**Excerpt:**
Bruxism – Grinding of the Teeth

Bruxism is a habit of grinding or clenching the teeth.

Some people grind their teeth only during sleep; this condition is called “nocturnal bruxism” or “sleep-related bruxism.” Others grind their teeth during the daytime as well, most often during situations that make them feel tense or anxious. People with severe bruxism can fracture dental fillings or cause other types of tooth damage.

Severe bruxism has also been blamed for some cases of temporomandibular joint dysfunction (TMD), mysterious morning headaches and unexplained facial pain.

Bruxism can have a variety of psychological and physical causes. In many cases, it has been linked to stress, but it can also simply be the body’s reaction to the teeth being aligned wrong or a poor bite (the way the teeth come together). Bruxism can sometimes occur as a complication of severe brain injury, or a symptom of certain rare neuromuscular diseases involving the face. Bruxism also can be an uncommon side effect of some psychiatric medications, including antidepressant medications, including fluoxetine (Prozac), sertraline (Zoloft) and paroxetine (Paxil).


Symptoms of Bruxism

Unless your teeth grinding is noticed by your bed partner (grinding can cause enough noise to disturb other people’s sleep), chances are good that your dentist will notice the problem before you do. A dental exam may reveal signs of:

  • Enamel loss.
  • Flat chewing surfaces.
  • Loose teeth.
  • Fractures in teeth.
  • Broken fillings.
  • Signs of temporomandibular joint (TMJ) disorder.

Symptoms bruxers are more likely to notice themselves are headaches, earaches, sore jaw muscles, and “popping” sounds in the jaw (a sign of TMJ damage or an out of balance jaw).

**Problem 1:** In the bruxism article, what is teeth grinding that happens only during sleep called?
**Problem 2:** From the bruxism article, copy the passage that opens with "Unless your teeth" and ends after "joint (TMJ) disorder.".
**Problem 3:** Carry on the bruxism article from the point where it stops.
The material has no connection to the bruxism article.

Stored data:
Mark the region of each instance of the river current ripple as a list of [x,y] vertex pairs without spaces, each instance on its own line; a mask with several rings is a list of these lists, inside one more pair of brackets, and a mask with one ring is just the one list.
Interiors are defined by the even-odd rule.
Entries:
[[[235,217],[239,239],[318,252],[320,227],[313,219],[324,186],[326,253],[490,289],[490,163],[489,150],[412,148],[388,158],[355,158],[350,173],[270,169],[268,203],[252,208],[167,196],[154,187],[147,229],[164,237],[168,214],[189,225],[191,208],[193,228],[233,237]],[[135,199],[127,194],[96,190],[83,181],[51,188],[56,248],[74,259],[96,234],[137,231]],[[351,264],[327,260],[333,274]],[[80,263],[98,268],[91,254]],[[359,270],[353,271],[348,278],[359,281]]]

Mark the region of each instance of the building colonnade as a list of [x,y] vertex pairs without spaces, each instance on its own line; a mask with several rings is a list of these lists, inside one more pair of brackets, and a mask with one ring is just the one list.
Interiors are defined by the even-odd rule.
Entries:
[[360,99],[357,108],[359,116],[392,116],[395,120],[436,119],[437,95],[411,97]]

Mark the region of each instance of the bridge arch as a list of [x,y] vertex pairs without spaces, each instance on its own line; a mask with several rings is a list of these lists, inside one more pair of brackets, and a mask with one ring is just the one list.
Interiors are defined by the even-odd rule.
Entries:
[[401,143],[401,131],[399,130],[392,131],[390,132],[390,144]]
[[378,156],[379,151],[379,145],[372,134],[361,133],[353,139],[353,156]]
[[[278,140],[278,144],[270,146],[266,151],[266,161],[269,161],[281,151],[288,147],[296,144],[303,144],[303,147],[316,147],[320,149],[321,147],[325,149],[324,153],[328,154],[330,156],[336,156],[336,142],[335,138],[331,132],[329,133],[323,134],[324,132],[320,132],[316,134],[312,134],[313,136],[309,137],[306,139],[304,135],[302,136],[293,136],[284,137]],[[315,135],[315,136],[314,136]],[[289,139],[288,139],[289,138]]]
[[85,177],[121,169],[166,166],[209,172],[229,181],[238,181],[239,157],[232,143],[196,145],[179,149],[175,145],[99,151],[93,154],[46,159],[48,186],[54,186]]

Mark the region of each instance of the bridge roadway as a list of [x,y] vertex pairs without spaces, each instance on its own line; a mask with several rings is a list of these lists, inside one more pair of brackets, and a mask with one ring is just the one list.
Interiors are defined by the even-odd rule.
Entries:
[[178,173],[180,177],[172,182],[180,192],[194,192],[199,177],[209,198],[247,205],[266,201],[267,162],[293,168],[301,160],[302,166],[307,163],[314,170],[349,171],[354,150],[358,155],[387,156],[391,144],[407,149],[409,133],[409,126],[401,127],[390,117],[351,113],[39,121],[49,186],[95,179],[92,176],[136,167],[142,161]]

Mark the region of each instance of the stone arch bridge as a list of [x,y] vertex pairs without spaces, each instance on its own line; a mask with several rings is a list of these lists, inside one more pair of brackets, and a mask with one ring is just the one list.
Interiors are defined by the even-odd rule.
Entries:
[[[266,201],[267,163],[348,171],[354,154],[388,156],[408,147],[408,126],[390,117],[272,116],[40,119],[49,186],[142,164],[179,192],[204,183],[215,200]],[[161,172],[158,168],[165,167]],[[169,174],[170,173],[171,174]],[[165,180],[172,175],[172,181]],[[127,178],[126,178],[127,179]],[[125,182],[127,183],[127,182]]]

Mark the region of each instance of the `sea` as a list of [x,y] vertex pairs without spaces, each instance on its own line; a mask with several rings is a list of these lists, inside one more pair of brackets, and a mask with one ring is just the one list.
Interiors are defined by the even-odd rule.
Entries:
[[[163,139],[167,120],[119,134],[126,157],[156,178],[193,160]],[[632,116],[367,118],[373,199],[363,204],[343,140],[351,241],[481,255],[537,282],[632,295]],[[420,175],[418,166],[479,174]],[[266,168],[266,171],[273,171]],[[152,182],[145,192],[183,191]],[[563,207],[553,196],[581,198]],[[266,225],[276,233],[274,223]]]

**Written answer 1:** It is called "nocturnal bruxism" or "sleep-related bruxism."

**Written answer 2:**
Unless your teeth grinding is noticed by your bed partner (grinding can cause enough noise to disturb other people’s sleep), chances are good that your dentist will notice the problem before you do. A dental exam may reveal signs of:

  • Enamel loss.
  • Flat chewing surfaces.
  • Loose teeth.
  • Fractures in teeth.
  • Broken fillings.
  • Signs of temporomandibular joint (TMJ) disorder.

**Written answer 3:**
Causes of Teeth Grinding

Stress, anxiety and anger are the most common causes of jaw clenching in adults, and highly competitive “Type A” personalities are often prone to bruxism. Some sleep disorders can aggravate the condition, as can alcohol consumption and some medications. Dental problems, including improper alignment of upper and lower teeth, can also lead to clenching and grinding.

Treatment Options for Teeth Grinding

Bruxism treatment depends on each individual’s situation. Our dentist may recommend one or more treatments for you, such as:

  • Splints.
  • A protective “night guard” worn over the teeth while sleeping.
  • Medication for pain or muscle spasms.
  • Fillings or other dental treatment to repair damaged teeth.
  • Onlays, or Crowns on misaligned teeth.
  • Behaviour Therapy.
  • Alternative Therapies.
  • Counseling, and stress management.
  • Sometimes, drugs such as Botox or muscle relaxants are used for severe cases of bruxism.

Bruxism may not always need treatment but it should be evaluated by one of our dentists; this is especially the case for children, who may grow out of this condition.